REQUIREMENTS
**1)** In the message about lexical environment access in Lisp, what tentative name does the writer give the debugging program?
**2)** Resume the message about lexical environment access in Lisp, writing on from the point where it stops.

SELECTION
▽
From: Joel Ray Holveck
Subject: Lexical environment access at runtime
Date: 
Message-ID: <87he1hneb2.fsf@thor.piquan.org>
Is there a way for running code to find out, based on a symbol (not
known at compile time), what the current lexical value for that symbol
is?  How about for a macro to find out what lexical bindings exist in
an &environment variable, like the proposed MAP-ENVIRONMENT?

That's the short question.  If you want to know why I'm asking, read
on!  This request comes from me being fed up with the current
source-level debugging facilities I find in both current open-source
and commercial Lisp implementations.

Anybody who's done much Emacs programming probably knows how useful
edebug is.  It's a source-level Emacs Lisp debugger that allows
stepping, evaluation, breakpoints, and other useful features.  (When I
say "debugger", I mean something like what C people think of as a
debugger, which is more like a stepper in Lisp.)  I generally find
CL's STEP pretty much useless (and X3J13 pretty much said as much, I
think), so I decided to write my own edebug-like facility for Common
Lisp.  The goal is something similar to Jabberwocky's debug
facilities, but with a loose coupling between the Lisp and the editor
so that any extensible editor (for me, Emacs) can be used.  But since
Emacs uses dynamic bindings instead of lexical, there's a big
difference in implementation strategy between edebug and my program
(tentatively called "Easel").

Obviously it'll work by instrumenting the user forms.  Obviously,
it'll need a codewalker.  I've got some ideas on writing a more
general codewalker than most, that can determine (sometimes) what's
user code and what isn't in macro expansions, but I'm getting ahead of
myself.

The big problem I'm having is evaluation of user-supplied forms.
Since EVAL always works in a null lexical environment, I can't
evaluate forms supplied by the user at debug time in the appropriate
lexical environment.  This means that the user may have problems
finding variables' values, which is pretty much what you want to do in
a stepper.
△
INFORMATION PROVIDED
▽
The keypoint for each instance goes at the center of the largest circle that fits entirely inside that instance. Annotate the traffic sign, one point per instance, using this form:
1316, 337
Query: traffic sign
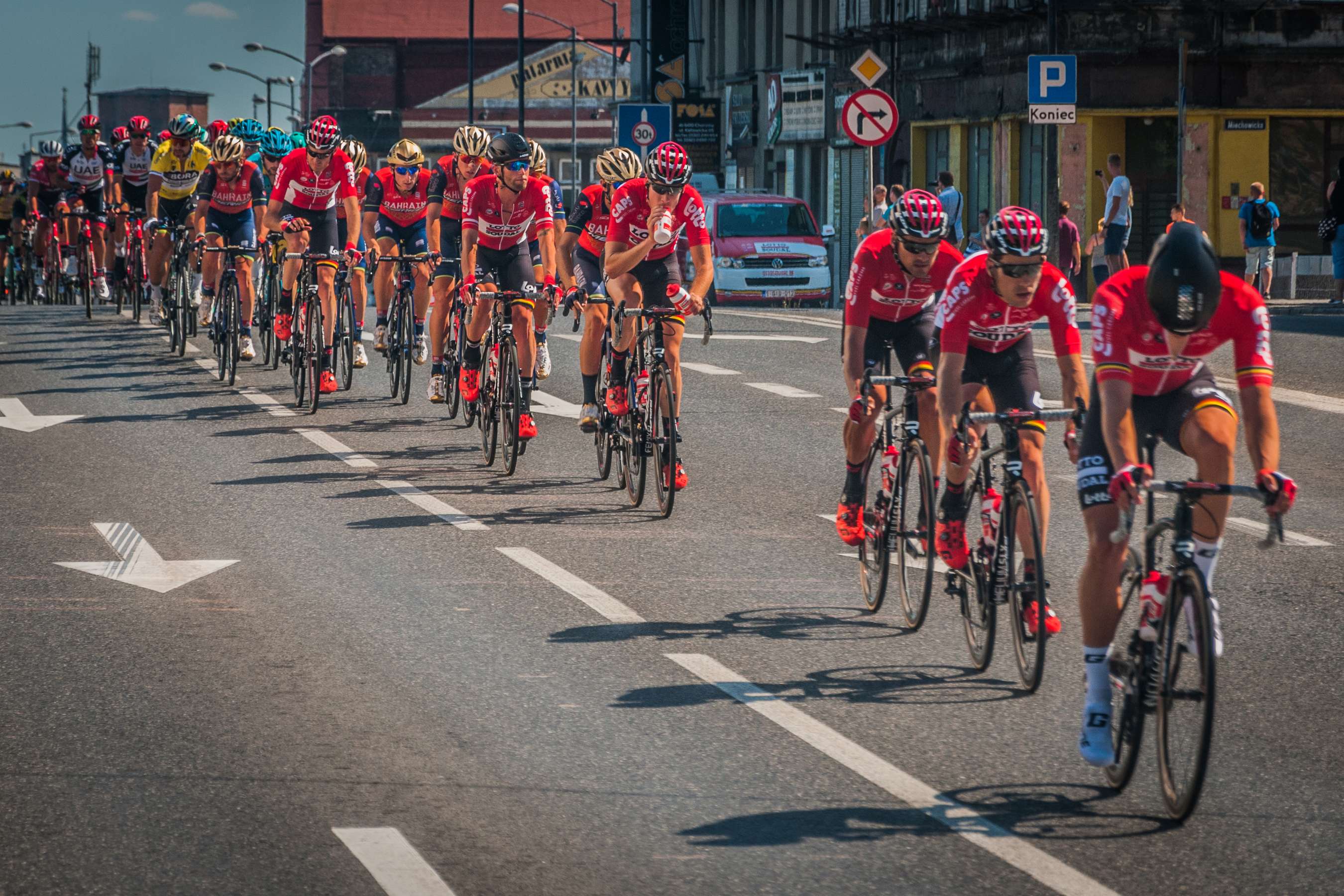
870, 117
△
THE RESULTS
**1)** Easel

**2)**
So last night, I was thinking about this, and decided I can pass to my
breaking function all the information it needs about the current
lexical environment, and functions to modify it, based on a
macroexpansion.  This basically lets me deal with the problem of
accessing lexical variables.  I thought of using a macro that would
expand stuff more or less as follows:

  (easel:wrap
    (let ((x 3))
      (foo x)))

==>

(easel:break 0
   #'(lambda ()
       (let ((x (easel:break 1
		   #'(lambda () 3)
		   `((x ,x ,#'(lambda (newval) (setq x newval)))))))
	 (easel:break 2
	    #'(lambda ()
		(foo (easel:break 3
			#'(lambda () x)
			`((x ,x ,#'(lambda (newval) (setq x newval)))))))
	    `((x ,x ,#'(lambda (newval) (setq x newval)))))))
   ())

easel:break is a function that takes an identifier (so it knows where
in the source code things are), the code body to execute, and a list
of lexical variables.  (I've handwaved lexical functions and lexical
macros; they're the same problem and will be solved the same way.)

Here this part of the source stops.